Data drawn from a collection:

►

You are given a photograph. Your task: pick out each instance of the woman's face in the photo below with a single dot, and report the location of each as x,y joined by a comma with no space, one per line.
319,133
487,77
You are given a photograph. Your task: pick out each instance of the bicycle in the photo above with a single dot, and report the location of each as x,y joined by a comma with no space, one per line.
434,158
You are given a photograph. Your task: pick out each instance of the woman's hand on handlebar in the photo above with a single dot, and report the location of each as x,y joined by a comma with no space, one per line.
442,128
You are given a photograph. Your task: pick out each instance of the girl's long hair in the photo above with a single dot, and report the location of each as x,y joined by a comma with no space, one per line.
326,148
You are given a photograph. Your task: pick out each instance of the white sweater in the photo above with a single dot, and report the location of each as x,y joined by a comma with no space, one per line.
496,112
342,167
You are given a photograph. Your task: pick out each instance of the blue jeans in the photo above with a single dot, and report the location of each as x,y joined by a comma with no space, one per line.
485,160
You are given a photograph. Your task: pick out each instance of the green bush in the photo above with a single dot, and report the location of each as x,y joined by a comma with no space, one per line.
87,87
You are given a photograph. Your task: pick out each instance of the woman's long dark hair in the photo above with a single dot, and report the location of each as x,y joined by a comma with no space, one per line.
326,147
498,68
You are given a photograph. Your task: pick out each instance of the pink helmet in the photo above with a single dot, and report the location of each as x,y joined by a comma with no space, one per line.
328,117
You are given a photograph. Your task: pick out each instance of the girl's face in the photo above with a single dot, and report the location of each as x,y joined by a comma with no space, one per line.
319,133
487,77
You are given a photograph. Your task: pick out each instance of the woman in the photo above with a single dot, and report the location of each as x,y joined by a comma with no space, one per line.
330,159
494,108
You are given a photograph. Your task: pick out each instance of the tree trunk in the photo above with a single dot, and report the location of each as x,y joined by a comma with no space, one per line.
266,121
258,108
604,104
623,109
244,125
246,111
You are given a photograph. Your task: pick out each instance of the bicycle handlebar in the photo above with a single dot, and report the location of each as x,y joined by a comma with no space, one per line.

◄

> [WRITTEN EXERCISE]: Please set down all of the material above again, line for line, with no changes.

> [FINAL RESULT]:
You are given a photograph. Your task: pick out each instance of the woman's face in the photo below with a single dot, and report the location of each as x,y joined by a comma with no space, one per line.
319,133
487,77
You are given a photograph. Your task: pick out each instance of the bicycle in the photo above with a single dot, and report the location of each as x,y joined by a comma with no space, one per line.
434,158
You are given a photograph. Your task: pick out each instance of the woman's hand on handlebar in the photo above with a single dot, and report the location of each as x,y joined by a comma with no space, one per line.
442,128
You are given a photograph. Your task: pick out each instance of the girl's long hair in the photo above with a single dot, and report the location of each as x,y joined by a comma with no space, one per line.
326,148
You are given a photograph. Your task: pick out each instance of the white sweater in the photo above with a single dot, and report the location of each as x,y joined by a comma with no space, one per line.
496,112
342,167
You are given a photograph. Your task: pick out each instance of the blue jeans in the photo above with a single dot, and report the location of each as x,y joined by a comma with no space, one per line.
485,160
You are given a photograph. Your task: pick out each instance of the green bush in the photo above with a single dot, and report the location of each as x,y joined by a comma with no space, one per line.
87,87
You are given a photograph. Your task: pick out each instance of the woman's long dark hair in the photo above with a single dot, and report the location of each as x,y joined by a comma with no space, one per line.
326,147
498,68
You are given a photograph. Your task: pick out each instance of the pink helmet in the photo above with a single dot, and report the location of each as x,y joined by a comma with no space, one per line.
328,117
You are given a photograph. Your task: pick out each instance of the girl's face in the photo above with a single dot, and report the location of each as x,y joined by a comma with no space, one per line.
319,133
487,77
You are given a photograph. Your task: pick out each instance of the woman in the photo above with a single dot, and report the location of each as x,y joined by a comma with no space, one per line.
330,159
494,108
You are given a photograph. Your task: pick out each instance of the tree trunk in the photo above with a single dot, and report the location of each as x,y joined by a comma with no space, one per line.
266,121
258,108
604,104
623,109
244,125
246,111
You are given a photograph. Your task: pick out each instance of the bicycle handlebar in the photo above with a single dot, and report the location of each as x,y joined by a comma with no space, one per line.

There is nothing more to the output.